+++ Document text +++
Other Romantic music era composers to employ instrumental recitative include Nikolai Rimsky-Korsakov (who composed a lyrical, virtuosic recitative for solo violin with harp accompaniment to represent the title character in his orchestral Scheherazade) and Hector Berlioz (whose choral symphony Roméo et Juliette contains a trombone recitative as part of its Introduction).

Arnold Schoenberg labeled the last of his Five Pieces for Orchestra, Op. 16, as "Das obligate Rezitativ", and also composed a piece for organ, Variations on a Recitative, Op. 40. Other examples of instrumental recitative in twentieth century music include the third movement of Douglas Moore's Quintet for Clarinet and Strings (1946), the first of Richard Rodney Bennett's Five Impromptus for guitar (1968), the opening section of the last movement of Benjamin Britten's String Quartet No. 3 (1975), and the second of William Bolcom's 12 New Etudes for Piano (1977–86).

The tropes of recitative

There are certain conventions, or tropes, which standardize recitative; so that, in practice, recitative is a rigid musical form. The following are standard tropes of recitative:

  • Recitative is a dialogue between a (usually) solo voice and an instrument or instruments. Usually the voice and instrument(s) alternate, or share a chord while one continues. In this way the speech-like rhythm of the singer does not need to be coordinated and synchronized with the instrument(s).
+++
**Task instructions**
Name every composer mentioned in the recitative text above, in order of appearance.
+++ Collected material +++
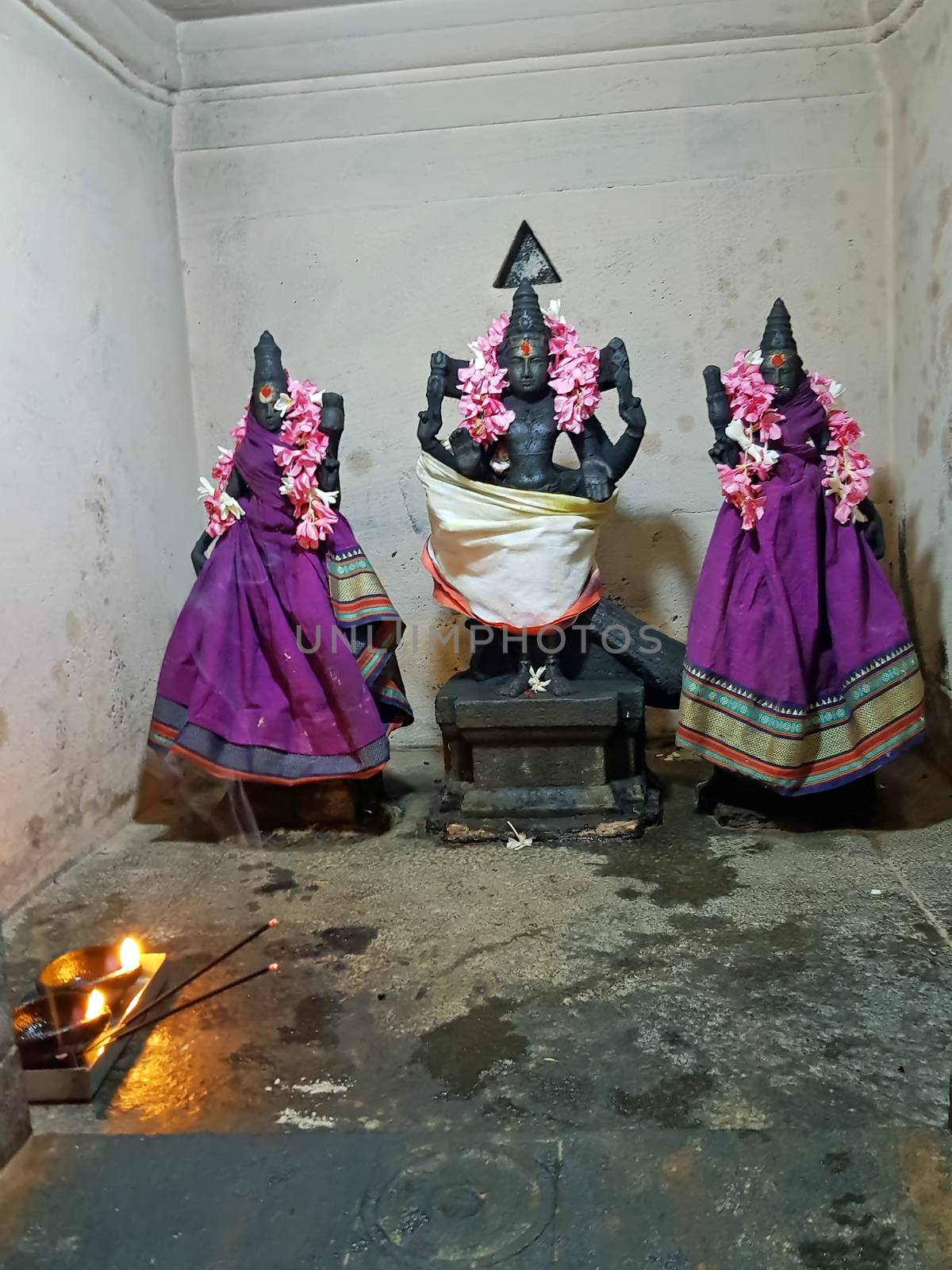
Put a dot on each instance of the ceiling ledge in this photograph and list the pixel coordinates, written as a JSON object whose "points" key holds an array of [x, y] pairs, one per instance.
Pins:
+++
**Exercise result**
Nikolai Rimsky-Korsakov, Hector Berlioz, Arnold Schoenberg, Douglas Moore, Richard Rodney Bennett, Benjamin Britten, William Bolcom